--- Document passage ---

We have two days until the Premier League returns. Make them mail-filled by sending yours to firstname.lastname@example.org…
Those chequebook accusations come again
I know it is an eternal battle, but can we all agree that Mourinho is a chequebook manager. Who else could spend over £300 million on his squad and still say it isn’t good enough and he’ll need to spend another £150 million to compete. He is saying it himself! Sure go to his ‘Porto’ team and talk about that achievement, but the man himself is the first manager ever to spend over £1 billion in transfers.
But who am I trying to kid, I’m just jealous. Imagine being the fan of a club that was ambitious, with a manager that was ambitious and had players who were ambitious. Because as an Arsenal fan, that is all we have. Imagining.
John Matrix AFC
Some good ones on Ireland
So Ireland lost at home to Serbia. An undoubtedly disheartening result in terms of our qualification prospects. However, this loss hurts far less than the point we ‘earned’ away in Georgia.
While Georgia are certainly better than their ranking of 112th in the world would suggest – and people already automatically attributing three points to Wales have clearly forgotten that Georgia already drew 1-1 in Wales – the performance of the Irish team in Tblisi was truly abysmal; 26% possession, 62 completed passes in the entire first half.
I know our place on the world stage. It ain’t under the banner of world beaters. However, we are not as bad as the reductive and soul crushing hoof-ball peddled in Georgia; and oh, how I wish that it were a one-off.

---

→ **What to do**: Continue the football mailbag from the point where the letter about Ireland's qualifying results stops.

--- Data extract ---

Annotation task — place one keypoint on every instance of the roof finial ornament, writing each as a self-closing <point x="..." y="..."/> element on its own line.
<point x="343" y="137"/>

---

→ **Result for this task**:
However, credit where it is due. O’Neill saw how bad they played and made some changes. Exit Whelan and Arter. Enter Meyler and Hoolahan. And the difference was marked. The midfield suddenly had energy, balance, mobility, bite. Not only that, but passes were going to, what are they called again, oh yeah, feet.
Yes, we lost, beaten by the game’s one true moment of class. However, I can take that. There is no shame in being beaten by a moment like it. Furthermore, with the exception of Seamus Coleman, our era of having world class players is behind us. We have no longer have a Robbie Keane to nick a goal from the small cross section of clear chances we create. We were chasing the game with Shane Long and Daryl Murphy; game lads, always, but with 18 goals between them over 97 caps.
Yes, we lost, but we are not out of this group yet. With two games to go second place is still firmly within our grasp and our control. There are few sane Irish fans that would not have ripped that prospect from your hands at the outset. We have Moldova at home and an equally shaky and beatable Welsh team away… There has to be hope in the fact that our Celtic cousins are perhaps the only country in Europe to rival us for last minute, last game qualification heartbreak.
Yes, we lost, but we played with spirit and character, our two greatest assets at the moment. We can still do this. And with players like Seán Maguire, Daryl Horgan and Scott Hogan knocking around the fringes, there are even players who can get a few, what are they called again, oh yeah, goals.
Please pick ’em Martin.
John (curiously upbeat considering), Ennis
…Oh the perils of being an Irish football follower!
Play conservative and draw away. Open up a bit for a must-win game at home, play a lot better (in terms of work-rate anyway), and we lose. It’s seems MON is damned if he does and damned if he doesn’t.
Having said that, Ireland’s pool of players are simply not good enough for sustained pushes for WC Qualification. Currently, it’s generally a mish-mash of lads that either play at the upper-end of the championship, were recently sold/relegated from the PL or feature now and again/don’t feature at all for mid-table/bottom-half PL teams. And Seamus Coleman.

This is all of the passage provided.